- **Job 1**
Using the passage on Wegelin's guilty plea, explain why the question of whether the bank disclosed its American clients' names was significant.

- **Passage given**

******

The Fall of the Global Banking Cabal?
Could this be the first tangible evidence:
The Powers That Are
The Powers That Were?
What isn’t being shared with the public is a HUGE power struggle among “Central Planners” (aka global Bankers/Financiers). Expect more shake-ups in year 2013…
January 4, 2013
Case is U.S. v. Wegelin, 12-cr-00002, U.S. District Court, Southern District of New York (Manhattan).
“Wegelin & Co., Switzerland’s oldest private bank, may pay U.S. authorities as much as $74 million after pleading guilty to helping American taxpayers hide assets from the Internal Revenue Service.
Otto Bruderer, a managing partner at the St. Gallen-based bank, entered the plea yesterday to one count of conspiracy in Manhattan federal court. Wegelin in February became the first Swiss lender indicted in a crackdown on offshore firms suspected of helping Americans evade taxes.”
Later Reuters reported:
Swiss bank Wegelin to close after guilty plea
Swiss bank Wegelin to close after guilty plea
January 04, 2013 NEW YORK (Reuters) Nate Raymond and Lynnley Browning –
Wegelin & Co, the oldest Swiss private bank, said on Thursday it would shut its doors permanently after more than 2 1/2 centuries, following its guilty plea to charges of helping wealthy Americans evade taxes through secret accounts.
The plea, in U.S. District Court in Manhattan, marks the death knell for one of Switzerland’s most storied banks, whose original European clients pre-date the American Revolution. It is also potentially a major turning point in a battle by U.S. authorities against Swiss bank secrecy.
A major question was left hanging by the plea: Has the bank turned over, or does it plan to disclose, names of American clients to U.S. authorities? That is a key demand in a broad U.S. investigation of tax evasion through Swiss banks.
“It is unclear whether the bank was required to turn over American client names who held secret Swiss bank accounts,” said Jeffrey Neiman, a former federal prosecutor involved in other Swiss bank investigations who is now in private law practice in Fort Lauderdale, Florida.
“What is clear is that the Justice Department is aggressively pursuing foreign banks who have helped Americans commit overseas tax evasion,” he said.
Charles Miller, a Justice Department spokesman, declined to comment immediately.
Wegelin admitted to charges of conspiracy in helping Americans evade taxes on at least $1.2 billion for nearly a decade. Wegelin agreed to pay $57.8 million to the United States in restitution and fines.

******

- **Available data**
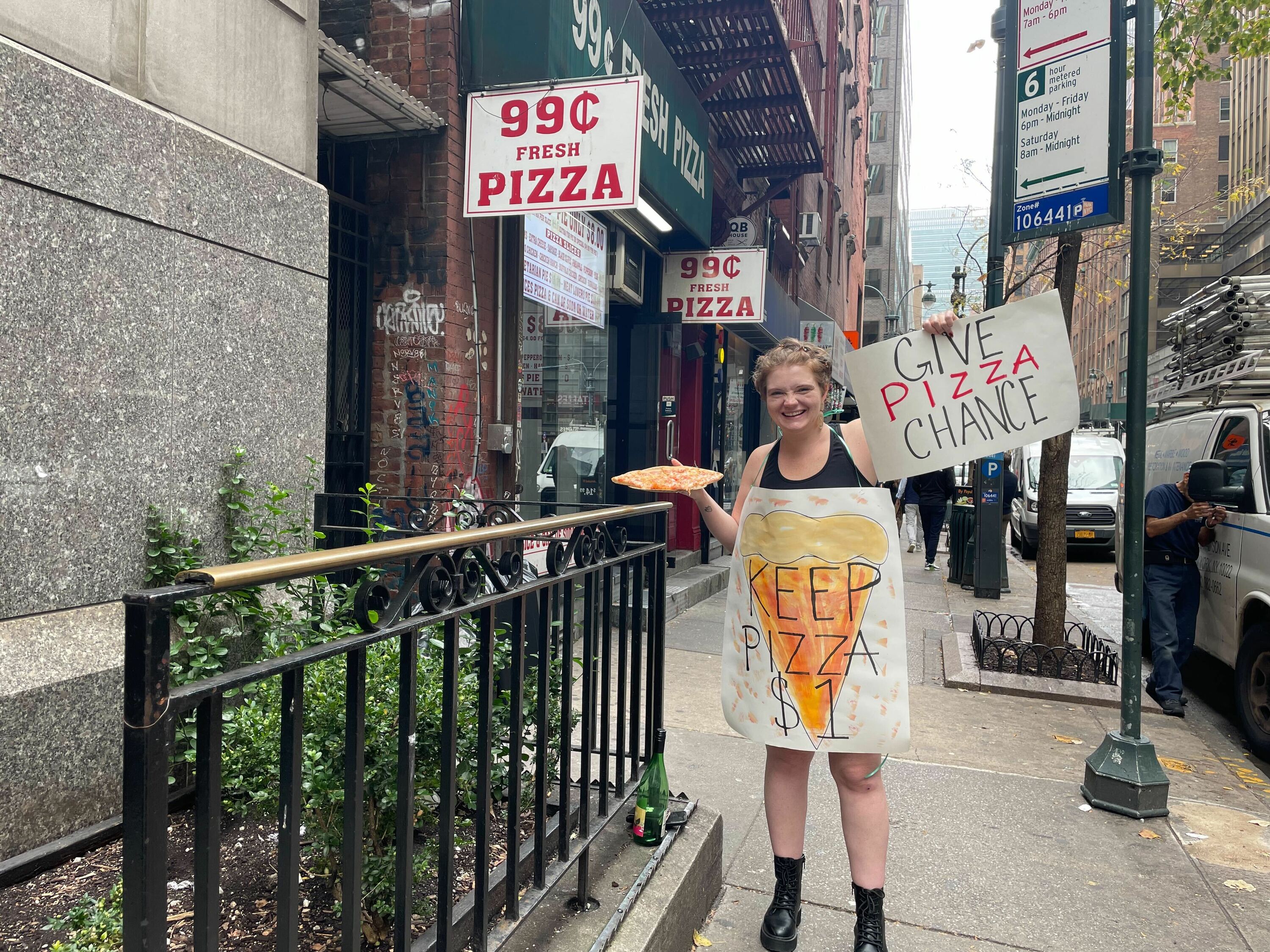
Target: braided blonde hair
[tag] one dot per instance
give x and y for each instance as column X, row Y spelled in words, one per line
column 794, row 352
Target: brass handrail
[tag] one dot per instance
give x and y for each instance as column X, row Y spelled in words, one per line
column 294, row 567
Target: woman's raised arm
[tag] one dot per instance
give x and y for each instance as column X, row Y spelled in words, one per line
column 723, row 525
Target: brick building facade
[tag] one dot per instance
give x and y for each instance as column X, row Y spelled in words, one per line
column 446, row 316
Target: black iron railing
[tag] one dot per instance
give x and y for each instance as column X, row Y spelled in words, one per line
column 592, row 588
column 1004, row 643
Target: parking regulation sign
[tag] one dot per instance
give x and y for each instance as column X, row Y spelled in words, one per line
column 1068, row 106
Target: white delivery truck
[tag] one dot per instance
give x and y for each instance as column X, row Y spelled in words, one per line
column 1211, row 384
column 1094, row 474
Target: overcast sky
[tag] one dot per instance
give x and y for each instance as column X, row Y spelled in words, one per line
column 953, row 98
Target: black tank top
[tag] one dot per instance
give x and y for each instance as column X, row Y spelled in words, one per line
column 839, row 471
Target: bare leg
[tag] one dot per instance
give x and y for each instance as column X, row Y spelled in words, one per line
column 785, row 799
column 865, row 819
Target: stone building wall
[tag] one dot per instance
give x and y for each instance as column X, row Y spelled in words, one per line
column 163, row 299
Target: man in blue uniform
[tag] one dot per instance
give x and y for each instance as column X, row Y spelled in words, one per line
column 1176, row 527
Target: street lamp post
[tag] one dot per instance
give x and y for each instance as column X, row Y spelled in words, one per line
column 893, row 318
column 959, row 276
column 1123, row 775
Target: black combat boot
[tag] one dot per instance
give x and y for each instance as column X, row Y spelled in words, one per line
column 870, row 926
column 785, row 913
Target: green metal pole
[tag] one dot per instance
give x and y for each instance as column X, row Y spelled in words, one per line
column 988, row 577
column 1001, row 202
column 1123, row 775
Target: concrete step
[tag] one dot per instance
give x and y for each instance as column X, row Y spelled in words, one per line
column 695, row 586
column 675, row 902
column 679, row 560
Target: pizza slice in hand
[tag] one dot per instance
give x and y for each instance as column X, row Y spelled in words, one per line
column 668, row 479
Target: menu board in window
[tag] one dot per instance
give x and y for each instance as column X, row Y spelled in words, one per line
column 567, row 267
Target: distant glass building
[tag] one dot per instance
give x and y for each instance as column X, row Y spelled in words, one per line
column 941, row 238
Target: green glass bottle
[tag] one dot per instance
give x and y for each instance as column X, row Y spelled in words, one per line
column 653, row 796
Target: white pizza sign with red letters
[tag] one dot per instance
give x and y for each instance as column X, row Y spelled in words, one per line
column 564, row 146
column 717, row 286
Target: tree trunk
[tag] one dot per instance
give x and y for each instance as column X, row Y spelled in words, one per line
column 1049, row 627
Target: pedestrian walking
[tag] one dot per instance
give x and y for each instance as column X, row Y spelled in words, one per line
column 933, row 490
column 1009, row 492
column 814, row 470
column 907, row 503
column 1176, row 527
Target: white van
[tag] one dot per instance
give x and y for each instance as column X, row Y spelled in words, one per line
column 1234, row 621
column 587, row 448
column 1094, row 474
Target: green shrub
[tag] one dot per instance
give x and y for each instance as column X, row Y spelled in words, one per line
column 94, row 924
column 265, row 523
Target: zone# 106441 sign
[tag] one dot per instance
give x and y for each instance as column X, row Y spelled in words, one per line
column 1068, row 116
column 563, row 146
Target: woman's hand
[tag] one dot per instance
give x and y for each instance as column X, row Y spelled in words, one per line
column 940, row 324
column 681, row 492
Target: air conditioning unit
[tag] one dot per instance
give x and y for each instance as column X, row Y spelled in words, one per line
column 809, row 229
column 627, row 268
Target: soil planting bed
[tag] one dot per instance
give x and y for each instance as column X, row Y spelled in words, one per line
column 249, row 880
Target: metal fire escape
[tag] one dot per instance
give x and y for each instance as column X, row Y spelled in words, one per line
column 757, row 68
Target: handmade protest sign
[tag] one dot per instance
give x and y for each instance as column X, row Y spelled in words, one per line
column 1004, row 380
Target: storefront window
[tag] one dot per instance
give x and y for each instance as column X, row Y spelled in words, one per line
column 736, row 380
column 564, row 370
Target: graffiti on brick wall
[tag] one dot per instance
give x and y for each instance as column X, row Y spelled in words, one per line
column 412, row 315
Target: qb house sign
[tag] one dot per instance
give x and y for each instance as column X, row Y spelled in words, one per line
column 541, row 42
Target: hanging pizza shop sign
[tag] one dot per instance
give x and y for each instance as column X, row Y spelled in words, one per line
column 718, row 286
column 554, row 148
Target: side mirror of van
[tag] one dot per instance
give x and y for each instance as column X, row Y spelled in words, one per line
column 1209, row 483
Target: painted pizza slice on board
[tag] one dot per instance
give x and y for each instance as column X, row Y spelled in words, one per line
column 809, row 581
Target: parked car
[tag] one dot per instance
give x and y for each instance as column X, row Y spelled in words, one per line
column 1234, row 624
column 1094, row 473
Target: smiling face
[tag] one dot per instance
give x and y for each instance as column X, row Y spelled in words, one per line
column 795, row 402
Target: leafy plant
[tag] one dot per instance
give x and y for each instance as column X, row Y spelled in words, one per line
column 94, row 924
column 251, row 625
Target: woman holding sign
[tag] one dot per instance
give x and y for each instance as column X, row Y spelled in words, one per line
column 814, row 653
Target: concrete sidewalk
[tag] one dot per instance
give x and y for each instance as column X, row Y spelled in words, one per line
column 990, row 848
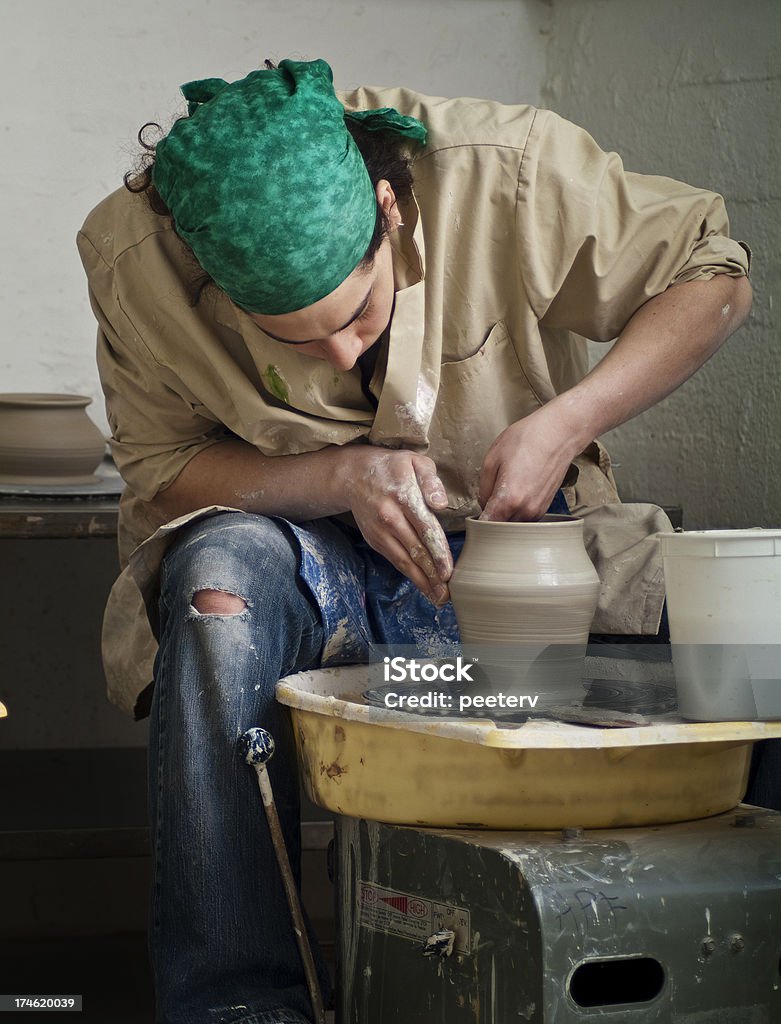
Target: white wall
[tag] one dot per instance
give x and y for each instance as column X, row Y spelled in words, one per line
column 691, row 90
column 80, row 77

******

- **Job 2**
Express the lines of the rows, from the line containing "Target: street lamp post" through the line containing "column 785, row 913", inclusive, as a Markdown table with the columns Nr and Text.

- **Finished answer 1**
Turning over the names of American clients is a key demand in a broad U.S. investigation of tax evasion through Swiss banks. Because of that, whether Wegelin had disclosed or planned to disclose those names remained a major open question after its plea.

- **Finished answer 2**
| Nr | Text |
|---|---|
| 1 | Target: street lamp post |
| 2 | [tag] one dot per instance |
| 3 | give x and y for each instance as column X, row Y spelled in words, one per line |
| 4 | column 893, row 318 |
| 5 | column 959, row 276 |
| 6 | column 1123, row 775 |
| 7 | Target: black combat boot |
| 8 | [tag] one dot per instance |
| 9 | give x and y for each instance as column X, row Y spelled in words, one per line |
| 10 | column 870, row 926 |
| 11 | column 785, row 913 |